§ **Work order**: Among the entries beneath this sentence, how many lines include the word "photographer"? Only the number is wanted.

§ **Entries provided**:
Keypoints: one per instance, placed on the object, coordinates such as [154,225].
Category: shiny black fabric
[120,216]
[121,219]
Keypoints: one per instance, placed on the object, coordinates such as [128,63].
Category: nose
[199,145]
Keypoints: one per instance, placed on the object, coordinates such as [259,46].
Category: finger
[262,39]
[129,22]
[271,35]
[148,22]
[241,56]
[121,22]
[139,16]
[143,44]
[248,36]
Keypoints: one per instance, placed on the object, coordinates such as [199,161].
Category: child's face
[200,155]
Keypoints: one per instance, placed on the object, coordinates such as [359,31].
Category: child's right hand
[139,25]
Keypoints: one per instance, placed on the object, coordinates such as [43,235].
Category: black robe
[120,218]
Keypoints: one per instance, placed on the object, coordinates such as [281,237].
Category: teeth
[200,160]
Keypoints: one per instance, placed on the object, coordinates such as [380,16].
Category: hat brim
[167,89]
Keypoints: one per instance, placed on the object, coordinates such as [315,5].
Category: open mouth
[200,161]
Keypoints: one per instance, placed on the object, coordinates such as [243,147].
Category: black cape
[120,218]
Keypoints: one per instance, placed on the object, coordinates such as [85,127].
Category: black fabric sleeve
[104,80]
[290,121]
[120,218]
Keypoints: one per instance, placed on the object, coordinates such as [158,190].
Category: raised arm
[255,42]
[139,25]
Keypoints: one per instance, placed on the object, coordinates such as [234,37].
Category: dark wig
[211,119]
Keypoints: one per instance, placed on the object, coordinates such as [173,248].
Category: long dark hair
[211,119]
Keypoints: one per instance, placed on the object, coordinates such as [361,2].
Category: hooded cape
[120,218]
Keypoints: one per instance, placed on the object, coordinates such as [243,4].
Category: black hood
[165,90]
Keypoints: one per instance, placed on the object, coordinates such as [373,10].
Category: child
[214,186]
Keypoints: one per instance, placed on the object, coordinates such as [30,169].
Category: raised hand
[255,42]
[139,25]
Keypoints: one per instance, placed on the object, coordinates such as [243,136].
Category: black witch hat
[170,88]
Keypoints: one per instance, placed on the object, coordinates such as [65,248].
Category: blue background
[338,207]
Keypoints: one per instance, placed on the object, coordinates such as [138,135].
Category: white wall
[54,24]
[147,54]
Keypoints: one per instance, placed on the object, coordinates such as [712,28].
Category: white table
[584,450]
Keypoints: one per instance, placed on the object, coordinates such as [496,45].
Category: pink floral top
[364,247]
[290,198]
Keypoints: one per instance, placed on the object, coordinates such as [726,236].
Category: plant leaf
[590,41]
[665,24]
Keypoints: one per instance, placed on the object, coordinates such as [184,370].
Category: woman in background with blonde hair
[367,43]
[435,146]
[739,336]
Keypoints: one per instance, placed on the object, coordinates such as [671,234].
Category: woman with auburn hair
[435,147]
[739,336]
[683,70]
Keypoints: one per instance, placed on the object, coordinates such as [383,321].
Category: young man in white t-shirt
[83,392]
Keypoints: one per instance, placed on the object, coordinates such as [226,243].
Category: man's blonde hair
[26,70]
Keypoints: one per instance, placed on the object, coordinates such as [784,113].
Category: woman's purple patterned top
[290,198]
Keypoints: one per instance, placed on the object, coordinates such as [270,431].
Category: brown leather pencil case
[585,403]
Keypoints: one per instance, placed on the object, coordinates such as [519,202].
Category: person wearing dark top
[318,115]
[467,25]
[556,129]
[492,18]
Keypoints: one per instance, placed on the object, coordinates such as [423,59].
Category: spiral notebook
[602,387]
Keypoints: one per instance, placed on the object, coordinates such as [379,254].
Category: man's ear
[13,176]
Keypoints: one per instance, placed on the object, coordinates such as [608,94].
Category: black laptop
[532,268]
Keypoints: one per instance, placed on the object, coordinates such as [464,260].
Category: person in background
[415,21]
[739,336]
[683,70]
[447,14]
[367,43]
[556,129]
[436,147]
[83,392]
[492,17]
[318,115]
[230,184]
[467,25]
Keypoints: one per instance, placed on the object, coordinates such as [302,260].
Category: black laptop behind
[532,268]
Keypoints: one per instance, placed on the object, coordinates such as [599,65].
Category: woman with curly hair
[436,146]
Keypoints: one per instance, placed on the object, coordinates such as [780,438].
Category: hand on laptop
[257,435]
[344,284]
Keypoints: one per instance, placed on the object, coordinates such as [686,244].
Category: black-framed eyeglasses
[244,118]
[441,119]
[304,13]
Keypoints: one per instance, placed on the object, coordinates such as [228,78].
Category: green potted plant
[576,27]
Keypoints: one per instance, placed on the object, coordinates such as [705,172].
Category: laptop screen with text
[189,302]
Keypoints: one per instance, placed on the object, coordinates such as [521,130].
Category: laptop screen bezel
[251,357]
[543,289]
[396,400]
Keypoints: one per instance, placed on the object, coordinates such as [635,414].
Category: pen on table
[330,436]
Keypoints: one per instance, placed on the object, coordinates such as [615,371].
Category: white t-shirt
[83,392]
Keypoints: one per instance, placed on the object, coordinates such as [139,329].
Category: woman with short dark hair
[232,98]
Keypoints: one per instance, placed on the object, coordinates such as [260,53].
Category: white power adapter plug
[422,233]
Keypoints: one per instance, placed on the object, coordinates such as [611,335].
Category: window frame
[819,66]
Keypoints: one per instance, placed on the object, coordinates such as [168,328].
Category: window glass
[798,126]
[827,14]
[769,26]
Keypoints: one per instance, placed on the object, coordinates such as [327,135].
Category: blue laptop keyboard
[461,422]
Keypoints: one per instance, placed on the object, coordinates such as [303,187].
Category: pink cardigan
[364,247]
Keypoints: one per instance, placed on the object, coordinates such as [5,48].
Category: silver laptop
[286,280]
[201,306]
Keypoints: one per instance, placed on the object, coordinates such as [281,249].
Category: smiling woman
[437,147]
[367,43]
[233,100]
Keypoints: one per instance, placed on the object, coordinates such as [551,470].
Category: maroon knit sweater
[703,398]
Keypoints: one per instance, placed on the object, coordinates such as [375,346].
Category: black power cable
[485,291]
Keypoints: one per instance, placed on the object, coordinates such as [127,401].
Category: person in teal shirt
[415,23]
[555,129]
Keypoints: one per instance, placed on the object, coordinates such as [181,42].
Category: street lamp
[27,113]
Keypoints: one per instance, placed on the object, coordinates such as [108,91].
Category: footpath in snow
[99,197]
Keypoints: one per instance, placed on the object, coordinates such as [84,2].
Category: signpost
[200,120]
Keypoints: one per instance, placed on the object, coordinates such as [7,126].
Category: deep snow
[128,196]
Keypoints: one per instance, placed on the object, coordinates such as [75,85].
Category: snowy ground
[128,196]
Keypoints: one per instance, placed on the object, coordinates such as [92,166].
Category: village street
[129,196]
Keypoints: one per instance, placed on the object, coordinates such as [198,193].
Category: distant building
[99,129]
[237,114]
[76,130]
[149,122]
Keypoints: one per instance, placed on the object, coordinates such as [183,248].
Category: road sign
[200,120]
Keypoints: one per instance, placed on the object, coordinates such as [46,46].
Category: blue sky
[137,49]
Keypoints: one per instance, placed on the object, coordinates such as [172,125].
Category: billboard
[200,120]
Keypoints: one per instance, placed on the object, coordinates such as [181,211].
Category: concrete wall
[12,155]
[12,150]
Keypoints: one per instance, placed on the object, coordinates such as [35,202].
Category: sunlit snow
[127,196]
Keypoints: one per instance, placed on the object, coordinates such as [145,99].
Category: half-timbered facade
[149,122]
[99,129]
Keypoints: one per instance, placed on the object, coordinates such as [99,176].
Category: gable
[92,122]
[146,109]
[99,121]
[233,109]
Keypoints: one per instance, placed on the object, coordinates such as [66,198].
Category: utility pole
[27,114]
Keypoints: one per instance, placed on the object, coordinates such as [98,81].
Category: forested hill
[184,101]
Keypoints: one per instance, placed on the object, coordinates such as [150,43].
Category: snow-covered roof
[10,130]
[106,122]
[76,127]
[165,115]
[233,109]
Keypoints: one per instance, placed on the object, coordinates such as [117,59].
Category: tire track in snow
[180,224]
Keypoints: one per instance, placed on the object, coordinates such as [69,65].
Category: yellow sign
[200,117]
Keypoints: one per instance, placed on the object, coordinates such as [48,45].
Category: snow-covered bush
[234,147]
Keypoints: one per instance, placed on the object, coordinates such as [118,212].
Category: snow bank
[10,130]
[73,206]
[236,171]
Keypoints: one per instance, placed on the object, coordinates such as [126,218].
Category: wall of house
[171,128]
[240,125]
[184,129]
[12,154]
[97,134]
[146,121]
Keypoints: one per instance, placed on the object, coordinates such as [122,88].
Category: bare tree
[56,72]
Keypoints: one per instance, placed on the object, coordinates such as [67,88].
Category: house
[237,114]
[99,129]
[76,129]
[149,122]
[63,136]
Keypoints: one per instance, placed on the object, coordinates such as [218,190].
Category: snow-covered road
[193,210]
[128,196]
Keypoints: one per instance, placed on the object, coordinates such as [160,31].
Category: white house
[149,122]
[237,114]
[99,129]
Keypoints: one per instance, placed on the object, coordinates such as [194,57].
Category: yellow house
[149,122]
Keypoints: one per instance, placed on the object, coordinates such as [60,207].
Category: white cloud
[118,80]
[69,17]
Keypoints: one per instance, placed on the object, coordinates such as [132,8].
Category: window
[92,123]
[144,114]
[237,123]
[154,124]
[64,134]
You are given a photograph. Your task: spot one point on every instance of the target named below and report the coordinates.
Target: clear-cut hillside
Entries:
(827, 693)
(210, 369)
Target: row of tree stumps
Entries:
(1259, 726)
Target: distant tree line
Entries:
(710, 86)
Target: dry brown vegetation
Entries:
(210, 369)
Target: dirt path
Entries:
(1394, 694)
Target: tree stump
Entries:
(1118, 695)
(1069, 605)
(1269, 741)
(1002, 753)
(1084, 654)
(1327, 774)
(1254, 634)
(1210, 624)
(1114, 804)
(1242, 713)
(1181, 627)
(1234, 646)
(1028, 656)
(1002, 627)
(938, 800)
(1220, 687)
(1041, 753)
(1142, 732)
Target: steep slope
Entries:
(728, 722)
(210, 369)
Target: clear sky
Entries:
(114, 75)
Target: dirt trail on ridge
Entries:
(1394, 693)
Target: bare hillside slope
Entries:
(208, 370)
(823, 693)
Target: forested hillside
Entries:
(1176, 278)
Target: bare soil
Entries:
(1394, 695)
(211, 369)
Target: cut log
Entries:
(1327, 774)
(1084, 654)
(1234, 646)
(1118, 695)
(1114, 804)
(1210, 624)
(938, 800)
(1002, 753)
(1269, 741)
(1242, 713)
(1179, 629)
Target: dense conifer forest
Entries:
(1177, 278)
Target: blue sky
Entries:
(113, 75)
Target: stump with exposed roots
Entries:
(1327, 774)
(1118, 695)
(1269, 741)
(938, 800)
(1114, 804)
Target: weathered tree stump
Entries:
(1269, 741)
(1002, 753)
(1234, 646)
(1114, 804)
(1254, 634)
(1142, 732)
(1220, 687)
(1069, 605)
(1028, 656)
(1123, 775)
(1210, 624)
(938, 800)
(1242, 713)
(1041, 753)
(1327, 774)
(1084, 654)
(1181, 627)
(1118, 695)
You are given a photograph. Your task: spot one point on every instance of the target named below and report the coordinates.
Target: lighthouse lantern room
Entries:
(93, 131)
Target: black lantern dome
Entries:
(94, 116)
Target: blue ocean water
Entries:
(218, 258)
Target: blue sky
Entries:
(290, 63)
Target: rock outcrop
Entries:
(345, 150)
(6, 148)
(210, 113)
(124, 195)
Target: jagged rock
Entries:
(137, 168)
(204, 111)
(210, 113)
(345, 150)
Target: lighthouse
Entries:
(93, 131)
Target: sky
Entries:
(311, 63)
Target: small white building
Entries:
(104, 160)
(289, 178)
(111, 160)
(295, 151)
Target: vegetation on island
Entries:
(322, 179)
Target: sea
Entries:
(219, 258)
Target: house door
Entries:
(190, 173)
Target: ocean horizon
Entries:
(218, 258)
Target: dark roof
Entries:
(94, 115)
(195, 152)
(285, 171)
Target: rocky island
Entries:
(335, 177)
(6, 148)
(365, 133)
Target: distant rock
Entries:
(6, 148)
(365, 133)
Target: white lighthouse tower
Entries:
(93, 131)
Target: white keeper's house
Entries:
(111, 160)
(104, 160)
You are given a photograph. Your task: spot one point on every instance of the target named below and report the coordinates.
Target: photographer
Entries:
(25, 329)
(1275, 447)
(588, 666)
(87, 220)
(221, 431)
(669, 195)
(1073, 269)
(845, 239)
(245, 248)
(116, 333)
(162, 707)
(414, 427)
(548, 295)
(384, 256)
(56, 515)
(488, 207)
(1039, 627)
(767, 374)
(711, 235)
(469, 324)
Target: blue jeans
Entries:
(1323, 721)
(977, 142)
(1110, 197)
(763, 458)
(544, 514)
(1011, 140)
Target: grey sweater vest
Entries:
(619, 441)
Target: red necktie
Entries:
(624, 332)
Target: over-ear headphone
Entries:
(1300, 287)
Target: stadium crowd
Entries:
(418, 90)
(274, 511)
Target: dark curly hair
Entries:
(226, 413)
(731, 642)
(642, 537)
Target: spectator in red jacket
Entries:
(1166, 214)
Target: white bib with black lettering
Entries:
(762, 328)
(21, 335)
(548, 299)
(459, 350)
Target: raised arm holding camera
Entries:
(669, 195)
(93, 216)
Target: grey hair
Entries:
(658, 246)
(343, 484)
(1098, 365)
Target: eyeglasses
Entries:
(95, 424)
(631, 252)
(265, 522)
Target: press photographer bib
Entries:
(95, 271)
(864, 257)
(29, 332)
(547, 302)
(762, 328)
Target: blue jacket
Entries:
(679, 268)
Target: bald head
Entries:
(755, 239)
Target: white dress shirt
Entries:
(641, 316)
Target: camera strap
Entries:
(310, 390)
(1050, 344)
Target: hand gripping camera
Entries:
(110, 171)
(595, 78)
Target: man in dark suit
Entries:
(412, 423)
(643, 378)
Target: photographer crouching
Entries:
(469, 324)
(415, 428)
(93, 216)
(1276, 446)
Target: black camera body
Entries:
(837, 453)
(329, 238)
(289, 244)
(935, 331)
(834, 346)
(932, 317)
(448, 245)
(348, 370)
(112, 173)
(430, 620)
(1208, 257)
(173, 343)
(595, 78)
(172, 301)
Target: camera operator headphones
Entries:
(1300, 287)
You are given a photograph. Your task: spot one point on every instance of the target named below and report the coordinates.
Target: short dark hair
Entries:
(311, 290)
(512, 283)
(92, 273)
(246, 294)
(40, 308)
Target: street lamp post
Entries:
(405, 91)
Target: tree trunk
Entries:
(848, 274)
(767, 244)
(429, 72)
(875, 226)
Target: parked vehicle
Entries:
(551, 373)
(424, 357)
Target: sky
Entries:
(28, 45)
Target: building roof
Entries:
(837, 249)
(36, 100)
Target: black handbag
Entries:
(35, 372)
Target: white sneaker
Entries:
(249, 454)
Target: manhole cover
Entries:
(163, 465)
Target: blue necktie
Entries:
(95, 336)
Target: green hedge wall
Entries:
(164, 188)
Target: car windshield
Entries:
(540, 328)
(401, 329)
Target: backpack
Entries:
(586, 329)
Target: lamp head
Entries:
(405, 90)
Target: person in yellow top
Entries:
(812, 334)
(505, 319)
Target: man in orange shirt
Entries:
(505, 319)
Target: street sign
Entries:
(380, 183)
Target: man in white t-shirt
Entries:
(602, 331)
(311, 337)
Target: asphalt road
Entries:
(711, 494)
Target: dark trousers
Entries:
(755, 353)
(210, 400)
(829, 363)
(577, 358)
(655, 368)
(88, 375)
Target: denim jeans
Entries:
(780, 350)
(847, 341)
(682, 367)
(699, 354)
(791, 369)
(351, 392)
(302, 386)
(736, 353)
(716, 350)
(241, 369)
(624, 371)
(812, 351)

§ **Response to this task**: 3